EXERCISE PASSAGE Block Start
C2C12 cells (RIKEN Bio Resource Center, Tsukuba, Japan) were cultured under the same conditions. C2C12 is an immortalized mouse myoblast cell line. C2C12 cells were used to mimic the high expression of FST in the local muscle. After the cells reached 70–80% confluence, the medium was replaced with DMEM containing 2% horse serum and 1% penicillin/streptomycin (differentiation medium). Differentiation into myotubes was induced by culturing in the differentiation medium (changed every 2 days) for 7 days. After incubation, the medium was changed to serum-free DMEM, and the cells were infected by rAdV.
rAdV infection
HuH7 and C2C12 seeded in 12-well plates (for total RNA/DNA extraction) were infected with 1.0 × 1010 vp, and those seeded in six-well plates (for total protein extraction) were infected with 4.0 × 1010 vp of rAdV<hFST>. A group with the same amount of phosphate-buffered saline (PBS) and a group infected with the same amount of rAdV<mCherry> were considered as controls. Total RNA/DNA extraction and total protein extraction were performed 4 days after infection in HuH7 and 3 days in C2C12 cells.
Total RNA/DNA extraction
Total RNA was extracted from culture cells. Sepasol RNA I Super G (Nacalai Tesque, Kyoto, Japan) was used for the extraction, as per the manufacturer’s protocol. After extraction, the concentration of RNA in each sample was estimated using a microspectrophotometer (NanoDrop 1,000; Thermo Fisher Scientific, Waltham, MA, USA), and 500 ng of total RNA from each sample was reverse transcribed using 5 × PrimeScript RT Master Mix (Takara Bio, Shiga, Japan) to cDNA. The cDNA was diluted with a four-fold amount of purified water.
Total DNA was extracted from cell culture samples. A phenol/chloroform/isoamyl alcohol solution (Nacalai Tesque, Kyoto, Japan) was used for extraction, as per the manufacturer’s protocol. After extraction, total DNA concentration of each sample was adjusted to 10 ng/µL.
The synthesized cDNA was used to measure transgene expression, and total DNA was used to detect the transgene fragments using SYBR-Green-qPCR.
EXERCISE PASSAGE Block End
● REQUIREMENT
Reproduce the cell culture methods text between "Total DNA was extracted" and "to 10 ng/µL.", inclusive.
DATA LISTING Block Start
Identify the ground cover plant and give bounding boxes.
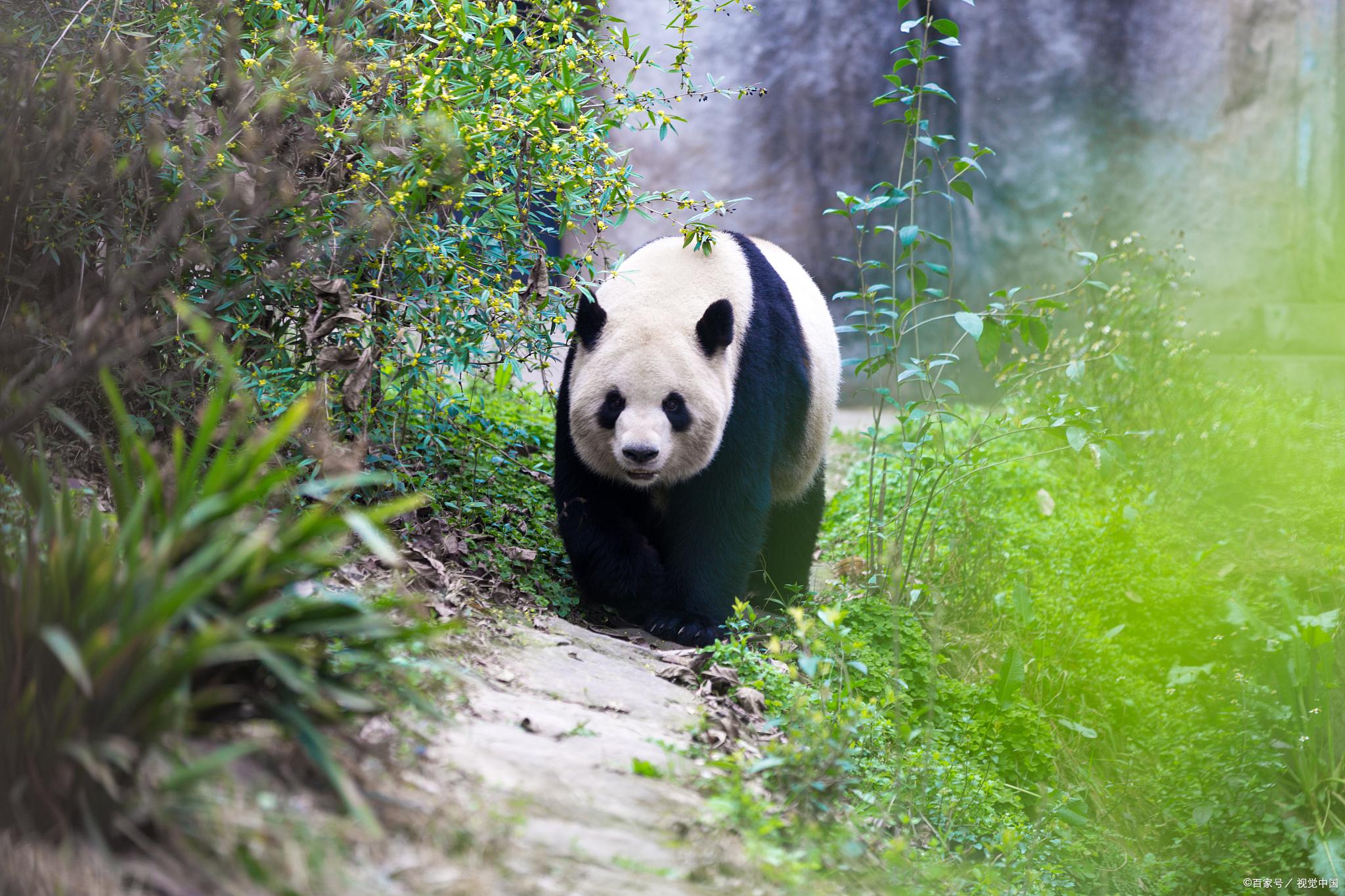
[0,354,421,840]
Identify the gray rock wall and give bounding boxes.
[612,0,1345,381]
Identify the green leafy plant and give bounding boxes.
[0,0,757,437]
[826,0,1104,705]
[0,365,420,834]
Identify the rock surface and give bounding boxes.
[422,618,741,895]
[612,0,1345,381]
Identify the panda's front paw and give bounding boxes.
[644,612,728,647]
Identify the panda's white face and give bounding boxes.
[570,304,734,488]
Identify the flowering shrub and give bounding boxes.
[0,0,755,429]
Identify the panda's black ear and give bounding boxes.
[695,298,733,357]
[574,295,607,351]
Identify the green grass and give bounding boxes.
[694,376,1345,895]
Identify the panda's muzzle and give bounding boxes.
[621,444,659,482]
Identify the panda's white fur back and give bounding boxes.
[570,235,841,503]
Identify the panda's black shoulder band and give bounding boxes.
[574,295,607,351]
[695,298,733,357]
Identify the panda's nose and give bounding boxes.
[621,444,659,463]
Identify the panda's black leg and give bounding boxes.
[560,500,670,625]
[644,471,771,646]
[752,466,826,599]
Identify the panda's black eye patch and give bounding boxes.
[663,393,692,433]
[597,389,625,430]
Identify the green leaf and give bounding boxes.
[41,626,93,697]
[1312,833,1345,895]
[631,756,663,778]
[929,19,959,37]
[1013,582,1037,626]
[1028,317,1050,352]
[996,647,1025,704]
[1056,719,1097,740]
[1168,662,1214,688]
[952,312,986,340]
[977,320,1003,367]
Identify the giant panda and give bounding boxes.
[554,234,841,646]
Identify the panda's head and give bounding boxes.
[569,295,737,488]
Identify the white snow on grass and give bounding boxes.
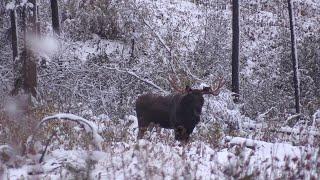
[38,113,103,150]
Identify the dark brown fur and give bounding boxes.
[136,87,206,141]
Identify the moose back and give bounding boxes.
[136,81,223,141]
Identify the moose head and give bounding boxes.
[136,79,224,141]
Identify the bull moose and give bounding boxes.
[136,79,224,141]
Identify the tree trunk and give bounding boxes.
[51,0,60,36]
[29,0,38,36]
[288,0,300,114]
[10,9,19,64]
[232,0,240,103]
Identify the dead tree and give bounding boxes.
[288,0,300,114]
[232,0,240,103]
[51,0,60,36]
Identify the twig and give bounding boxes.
[106,67,169,94]
[39,131,56,163]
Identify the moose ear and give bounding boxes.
[202,87,210,92]
[186,85,192,93]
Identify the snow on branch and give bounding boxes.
[243,119,320,136]
[106,67,169,94]
[38,113,103,150]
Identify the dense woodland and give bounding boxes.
[0,0,320,179]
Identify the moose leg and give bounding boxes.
[138,127,148,139]
[174,126,189,141]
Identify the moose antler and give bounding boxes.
[168,76,186,93]
[202,77,225,96]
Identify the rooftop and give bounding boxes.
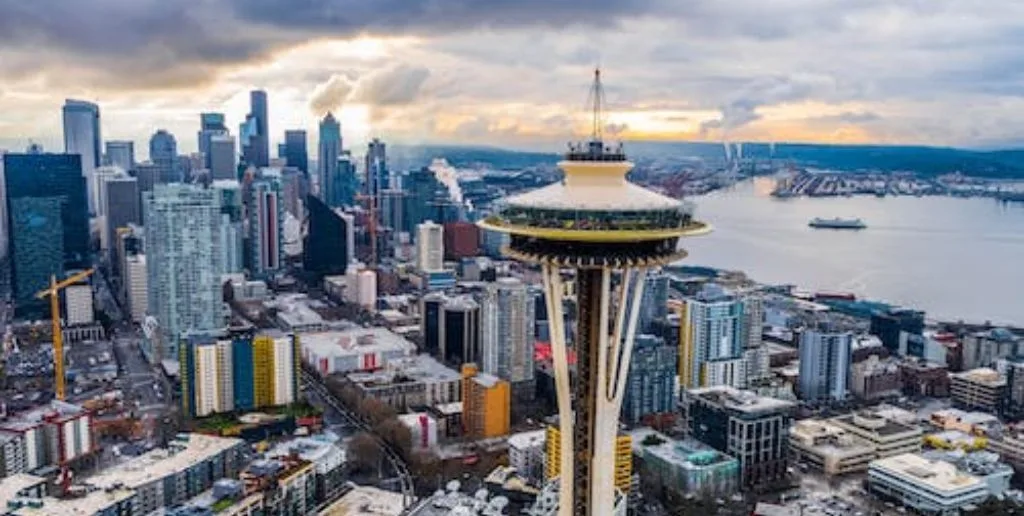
[869,454,982,496]
[85,433,245,488]
[830,410,922,437]
[348,354,462,389]
[299,328,416,357]
[508,430,548,449]
[629,428,739,469]
[687,385,797,414]
[949,368,1007,387]
[319,485,404,516]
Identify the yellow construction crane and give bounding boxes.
[36,269,96,401]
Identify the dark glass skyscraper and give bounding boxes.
[283,130,309,177]
[239,90,270,167]
[302,196,348,277]
[3,153,89,315]
[150,129,181,183]
[199,113,227,169]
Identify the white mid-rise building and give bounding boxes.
[65,285,95,326]
[867,454,989,515]
[416,220,444,272]
[124,255,150,323]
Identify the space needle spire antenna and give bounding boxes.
[479,71,711,516]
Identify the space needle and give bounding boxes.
[479,70,711,516]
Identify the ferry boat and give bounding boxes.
[808,217,867,229]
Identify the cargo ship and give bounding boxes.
[807,217,867,229]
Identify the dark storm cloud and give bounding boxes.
[0,0,657,88]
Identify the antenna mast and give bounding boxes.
[590,68,604,141]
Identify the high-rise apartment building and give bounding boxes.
[637,271,669,333]
[249,177,285,278]
[622,335,679,424]
[316,113,342,208]
[302,196,354,277]
[683,386,796,487]
[100,174,142,263]
[62,98,102,213]
[3,152,89,316]
[366,138,391,196]
[150,129,183,183]
[197,113,227,170]
[462,363,512,439]
[679,285,746,388]
[480,277,535,397]
[239,90,270,168]
[143,184,223,359]
[179,335,301,417]
[799,326,853,401]
[103,140,135,172]
[207,133,239,181]
[282,130,309,177]
[416,220,444,272]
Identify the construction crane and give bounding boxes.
[36,269,96,401]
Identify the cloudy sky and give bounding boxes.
[0,0,1024,157]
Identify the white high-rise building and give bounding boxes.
[679,285,748,389]
[480,277,535,392]
[63,98,100,213]
[208,133,239,180]
[144,183,223,359]
[249,177,285,277]
[416,220,444,272]
[122,254,150,323]
[65,285,95,326]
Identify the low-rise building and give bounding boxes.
[683,386,796,486]
[345,354,462,411]
[929,409,1000,435]
[84,433,246,514]
[398,413,437,450]
[301,328,416,375]
[790,420,876,475]
[828,410,924,459]
[317,485,406,516]
[0,400,96,475]
[899,361,949,397]
[867,454,989,514]
[850,355,903,400]
[630,428,739,497]
[949,368,1007,414]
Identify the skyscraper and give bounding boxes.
[197,113,227,170]
[366,138,390,196]
[679,285,746,388]
[316,113,342,208]
[249,177,285,278]
[800,325,853,401]
[481,72,710,516]
[101,173,142,262]
[638,271,669,333]
[104,140,135,172]
[143,184,224,359]
[622,335,679,424]
[63,98,102,213]
[282,130,309,177]
[302,196,349,277]
[3,153,89,315]
[150,129,182,183]
[416,220,444,272]
[207,133,239,181]
[239,90,270,168]
[480,277,535,397]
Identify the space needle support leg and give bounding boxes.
[542,264,574,516]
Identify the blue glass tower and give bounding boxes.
[3,153,89,315]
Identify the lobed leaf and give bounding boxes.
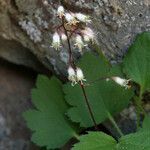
[24,76,76,149]
[63,53,133,127]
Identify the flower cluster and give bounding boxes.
[111,77,130,89]
[68,66,86,86]
[52,6,95,52]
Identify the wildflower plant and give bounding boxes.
[24,3,150,150]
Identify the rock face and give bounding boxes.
[0,61,38,150]
[0,0,150,74]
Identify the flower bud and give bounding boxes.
[65,13,78,25]
[52,32,60,50]
[112,77,130,89]
[82,27,95,42]
[61,33,67,41]
[75,13,91,23]
[76,68,86,83]
[57,6,65,18]
[74,35,86,52]
[68,66,77,86]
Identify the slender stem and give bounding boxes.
[62,18,75,69]
[80,83,98,130]
[107,112,123,136]
[135,89,144,129]
[62,18,98,130]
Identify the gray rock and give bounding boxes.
[0,61,38,150]
[0,0,150,75]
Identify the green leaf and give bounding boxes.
[123,32,150,92]
[117,130,150,150]
[63,53,133,127]
[72,132,117,150]
[24,76,76,149]
[72,117,150,150]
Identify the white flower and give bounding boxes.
[75,13,91,23]
[65,13,78,25]
[68,66,77,86]
[74,35,86,52]
[57,6,65,18]
[81,27,95,42]
[112,77,130,89]
[61,33,67,41]
[52,32,60,50]
[76,68,86,84]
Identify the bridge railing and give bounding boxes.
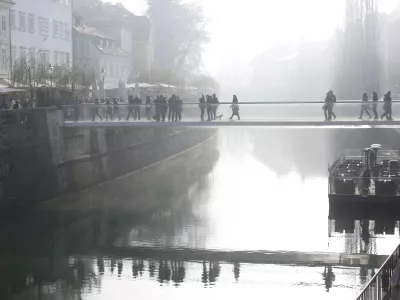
[63,101,400,122]
[357,245,400,300]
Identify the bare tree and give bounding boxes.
[336,0,382,99]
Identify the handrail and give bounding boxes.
[63,100,400,108]
[356,245,400,300]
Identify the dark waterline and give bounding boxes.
[0,129,400,300]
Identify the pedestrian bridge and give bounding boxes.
[62,100,400,128]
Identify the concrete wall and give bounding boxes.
[0,109,214,208]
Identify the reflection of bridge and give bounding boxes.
[62,101,400,128]
[71,247,387,269]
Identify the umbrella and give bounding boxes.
[0,87,25,94]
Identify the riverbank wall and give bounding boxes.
[0,109,215,208]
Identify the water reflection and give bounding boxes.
[0,256,372,299]
[0,129,400,300]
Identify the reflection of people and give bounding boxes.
[322,266,336,293]
[361,220,371,253]
[229,95,240,120]
[372,92,379,120]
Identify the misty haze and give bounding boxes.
[0,0,400,300]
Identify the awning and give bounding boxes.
[0,87,25,94]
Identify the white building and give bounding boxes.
[10,0,72,67]
[0,0,15,78]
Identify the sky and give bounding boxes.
[112,0,400,81]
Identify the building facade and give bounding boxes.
[74,0,154,83]
[73,14,130,91]
[0,0,15,79]
[10,0,72,67]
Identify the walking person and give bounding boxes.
[13,100,19,109]
[93,98,103,122]
[358,93,372,120]
[160,96,168,122]
[199,95,207,122]
[381,91,393,121]
[145,96,151,121]
[206,95,212,122]
[328,91,336,121]
[126,95,135,121]
[153,96,162,122]
[372,91,379,120]
[133,95,142,121]
[229,95,240,121]
[212,94,219,120]
[175,97,183,122]
[74,97,81,122]
[168,94,175,122]
[106,97,113,121]
[114,97,121,121]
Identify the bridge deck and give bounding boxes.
[63,119,400,128]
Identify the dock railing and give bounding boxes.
[357,245,400,300]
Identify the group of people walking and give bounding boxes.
[93,95,183,122]
[322,91,393,121]
[358,91,393,121]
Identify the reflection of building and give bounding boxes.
[0,0,15,78]
[10,0,72,67]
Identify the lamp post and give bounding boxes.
[48,64,54,103]
[100,68,107,100]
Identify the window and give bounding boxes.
[29,48,36,62]
[1,46,8,70]
[53,21,59,39]
[28,14,35,33]
[11,46,17,61]
[1,14,7,31]
[39,18,49,37]
[19,47,26,59]
[10,9,16,29]
[65,24,71,41]
[19,11,26,32]
[59,22,65,40]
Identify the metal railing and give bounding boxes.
[357,245,400,300]
[58,101,400,123]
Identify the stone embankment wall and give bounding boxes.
[0,109,215,207]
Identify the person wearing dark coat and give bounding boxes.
[358,93,372,120]
[113,97,121,121]
[126,95,135,121]
[106,97,113,121]
[381,91,393,121]
[145,96,151,121]
[229,95,240,120]
[133,95,142,120]
[160,96,168,122]
[199,95,207,122]
[372,92,379,120]
[93,98,103,122]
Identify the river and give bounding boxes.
[0,128,400,300]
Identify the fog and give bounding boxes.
[114,0,399,101]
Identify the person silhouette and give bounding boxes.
[358,93,372,120]
[229,95,240,120]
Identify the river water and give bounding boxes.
[0,128,400,300]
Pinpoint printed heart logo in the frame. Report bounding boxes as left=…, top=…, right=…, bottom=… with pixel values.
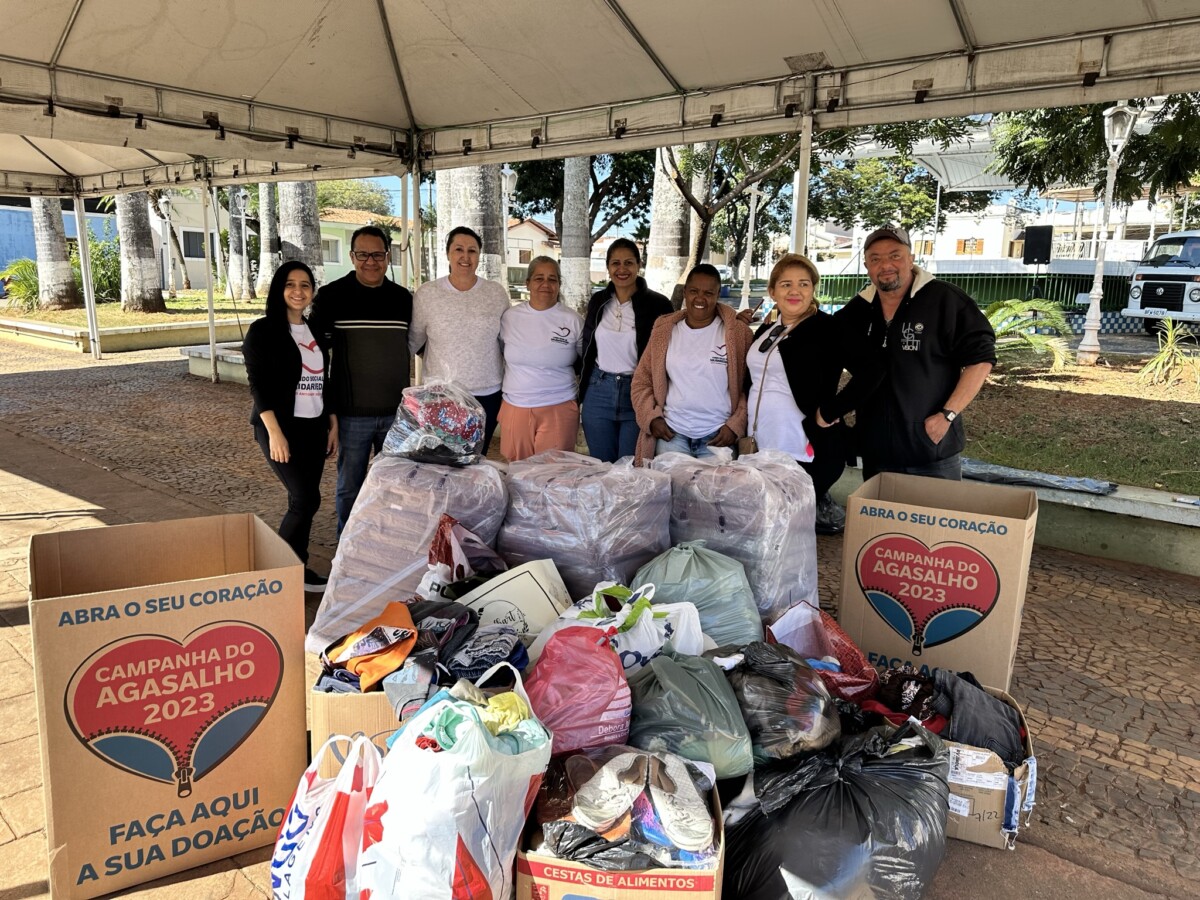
DATA LISTING Block End
● EXPECTED OUTPUT
Total DNA was extracted from cell culture samples. A phenol/chloroform/isoamyl alcohol solution (Nacalai Tesque, Kyoto, Japan) was used for extraction, as per the manufacturer’s protocol. After extraction, total DNA concentration of each sample was adjusted to 10 ng/µL.